Агата Кристи: Английская тайна - [28]
Вагнера она будет любить всю жизнь: его музыка — в центре ее позднего романа «Пассажир из Франкфурта». Но когда в 1909 году американский друг их семьи, имевший отношение к «Метрополитен-опера», согласился прослушать ее, ей было очень мягко сказано, что голос у нее исключительно концертный. Хорошо поставленный, красивый, но недостаточно сильный.
«Итак, я оставила честолюбивые мечты, — писала она в „Автобиографии“, — и заявила маме, что она может отныне сэкономить деньги на моих уроках пения. Я могла петь сколько душе угодно, но не было никакого смысла продолжать учиться пению. На самом деле я никогда не верила,[65] что мой сон может стать явью, но сознавать, что такой сон у тебя был и доставлял тебе радость, приятно, если, конечно, не терять рассудка».
Здравомыслящая, мудрая реалистка Агата: ее представление о несчастье, согласно записи в «Альбоме признаний», сделанной в 1903 году, — «мечтать о несбыточном». И она искренне верила в это. Но вот что она при этом чувствовала? Персонажу романа «Хлеб великанов» Джейн Хардинг принадлежат следующие слова: «Я притворялась, что мне это безразлично, но мне не было… не было безразлично! Я обожала петь. Обожала, обожала, обожала… Ах, эта восхитительная праздничная песня Сольвейг! Никогда больше я не спою ее».
Джейн — обладательница прелестного, но слишком слабого для оперы сопрано, она тем не менее продолжает петь и тем самым окончательно срывает голос.

## Предоставленный материал
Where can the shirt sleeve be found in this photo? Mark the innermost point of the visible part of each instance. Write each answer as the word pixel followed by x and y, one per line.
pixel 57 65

## Задание 1
Ответьте по отрывку о пении Агаты Кристи на три вопроса, помечая ответы так же, как вопросы:
(a) В каком году американский друг семьи согласился прослушать Агату?
(b) Как Агата определила несчастье в записи 1903 года в «Альбоме признаний»?
(c) Каким голосом обладает Джейн Хардинг?
## Задание 2
Выведите без изменений ту часть отрывка о пении Агаты Кристи, которая открывается словами «Здравомыслящая, мудрая реалистка» и завершается словами «окончательно срывает голос.».
## Задание 3
Допишите следующую часть отрывка о пении Агаты Кристи, начав сразу после его последнего предложения.

## Ответ к заданию 1
(a) В 1909 году.
(b) Несчастье для нее означало «мечтать о несбыточном».
(c) У Джейн прелестное сопрано, но для оперы оно слишком слабое.

## Ответ к заданию 2
Здравомыслящая, мудрая реалистка Агата: ее представление о несчастье, согласно записи в «Альбоме признаний», сделанной в 1903 году, — «мечтать о несбыточном». И она искренне верила в это. Но вот что она при этом чувствовала? Персонажу романа «Хлеб великанов» Джейн Хардинг принадлежат следующие слова: «Я притворялась, что мне это безразлично, но мне не было… не было безразлично! Я обожала петь. Обожала, обожала, обожала… Ах, эта восхитительная праздничная песня Сольвейг! Никогда больше я не спою ее».
Джейн — обладательница прелестного, но слишком слабого для оперы сопрано, она тем не менее продолжает петь и тем самым окончательно срывает голос.

## Ответ к заданию 3
Джейн терпит неудачу в том, чего ей больше всего хочется, но, оказавшись перед лицом несчастья, остается великолепной: «Знаете, это всегда была азартная игра — я никогда не обладала достаточно сильным голосом. И я ставила его на кон. До сих пор выигрывала, теперь — проиграла. Что ж, так тому и быть! Нужно играть по-честному, не передергивая…» Индивидуальность Агаты была другой, ей такой кураж не был свойствен, но она всегда восхищалась им как ничем иным. Тем не менее в Джейн есть нечто и от потаенной Агаты: «серебристый тонкий голос» Джейн в роли Сольвейг из «Пер Гюнта» «непрерывно взмывал выше, все выше, до последней, самой последней ноты, которая была ему суждена, — неправдоподобно высокой и чистой…». А потом ее голос «смолк, дитя мое. Смолк навечно».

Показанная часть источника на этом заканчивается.